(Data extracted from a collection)
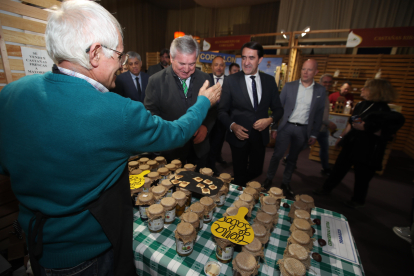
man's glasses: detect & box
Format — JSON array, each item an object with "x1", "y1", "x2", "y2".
[{"x1": 86, "y1": 44, "x2": 129, "y2": 66}]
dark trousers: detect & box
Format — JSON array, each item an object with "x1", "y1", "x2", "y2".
[
  {"x1": 207, "y1": 120, "x2": 226, "y2": 172},
  {"x1": 323, "y1": 148, "x2": 375, "y2": 204},
  {"x1": 230, "y1": 129, "x2": 266, "y2": 187}
]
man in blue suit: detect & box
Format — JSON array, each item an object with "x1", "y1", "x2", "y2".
[
  {"x1": 113, "y1": 51, "x2": 149, "y2": 103},
  {"x1": 264, "y1": 59, "x2": 326, "y2": 196}
]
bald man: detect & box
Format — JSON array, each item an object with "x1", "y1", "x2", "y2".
[{"x1": 264, "y1": 59, "x2": 326, "y2": 197}]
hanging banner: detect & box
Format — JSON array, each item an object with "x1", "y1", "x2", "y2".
[
  {"x1": 346, "y1": 27, "x2": 414, "y2": 47},
  {"x1": 203, "y1": 35, "x2": 250, "y2": 51},
  {"x1": 21, "y1": 47, "x2": 54, "y2": 76},
  {"x1": 198, "y1": 52, "x2": 236, "y2": 65}
]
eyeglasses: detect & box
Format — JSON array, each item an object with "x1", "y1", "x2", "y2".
[{"x1": 86, "y1": 44, "x2": 129, "y2": 66}]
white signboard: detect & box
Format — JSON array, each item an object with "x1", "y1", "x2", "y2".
[
  {"x1": 329, "y1": 114, "x2": 349, "y2": 146},
  {"x1": 321, "y1": 215, "x2": 359, "y2": 265},
  {"x1": 21, "y1": 47, "x2": 54, "y2": 76}
]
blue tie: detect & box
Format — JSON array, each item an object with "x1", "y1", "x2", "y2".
[{"x1": 250, "y1": 76, "x2": 259, "y2": 111}]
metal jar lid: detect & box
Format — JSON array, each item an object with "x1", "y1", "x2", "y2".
[
  {"x1": 200, "y1": 196, "x2": 214, "y2": 207},
  {"x1": 147, "y1": 204, "x2": 164, "y2": 215},
  {"x1": 138, "y1": 193, "x2": 154, "y2": 203},
  {"x1": 177, "y1": 222, "x2": 195, "y2": 236},
  {"x1": 161, "y1": 197, "x2": 177, "y2": 208}
]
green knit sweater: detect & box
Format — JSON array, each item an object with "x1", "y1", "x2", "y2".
[{"x1": 0, "y1": 73, "x2": 210, "y2": 268}]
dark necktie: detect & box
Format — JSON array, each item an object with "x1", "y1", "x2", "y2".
[
  {"x1": 135, "y1": 77, "x2": 142, "y2": 101},
  {"x1": 250, "y1": 76, "x2": 259, "y2": 111}
]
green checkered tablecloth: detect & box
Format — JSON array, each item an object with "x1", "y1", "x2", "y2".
[{"x1": 133, "y1": 185, "x2": 364, "y2": 276}]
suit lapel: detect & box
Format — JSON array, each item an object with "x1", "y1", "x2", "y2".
[{"x1": 239, "y1": 73, "x2": 254, "y2": 110}]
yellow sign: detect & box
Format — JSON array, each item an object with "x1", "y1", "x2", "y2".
[
  {"x1": 129, "y1": 170, "x2": 151, "y2": 190},
  {"x1": 211, "y1": 207, "x2": 254, "y2": 245}
]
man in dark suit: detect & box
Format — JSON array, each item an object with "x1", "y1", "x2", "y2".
[
  {"x1": 144, "y1": 35, "x2": 216, "y2": 168},
  {"x1": 147, "y1": 49, "x2": 170, "y2": 77},
  {"x1": 207, "y1": 56, "x2": 227, "y2": 176},
  {"x1": 218, "y1": 41, "x2": 283, "y2": 186},
  {"x1": 112, "y1": 51, "x2": 148, "y2": 103},
  {"x1": 264, "y1": 59, "x2": 326, "y2": 196}
]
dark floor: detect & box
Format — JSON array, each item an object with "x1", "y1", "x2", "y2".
[{"x1": 217, "y1": 142, "x2": 414, "y2": 276}]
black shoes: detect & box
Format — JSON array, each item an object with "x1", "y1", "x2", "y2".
[
  {"x1": 263, "y1": 178, "x2": 272, "y2": 192},
  {"x1": 313, "y1": 188, "x2": 331, "y2": 195}
]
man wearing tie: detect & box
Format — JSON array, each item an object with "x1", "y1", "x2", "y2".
[
  {"x1": 218, "y1": 41, "x2": 283, "y2": 186},
  {"x1": 264, "y1": 59, "x2": 326, "y2": 197},
  {"x1": 207, "y1": 56, "x2": 227, "y2": 176},
  {"x1": 113, "y1": 51, "x2": 149, "y2": 103}
]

AIM OF THE TASK → Please gather every line of the rows above that contains the word "dark" and copy each one unchanged.

SOLUTION FOR THIS EXERCISE →
dark trousers: detect & box
dark necktie: detect & box
man in dark suit: detect & box
dark floor: detect & box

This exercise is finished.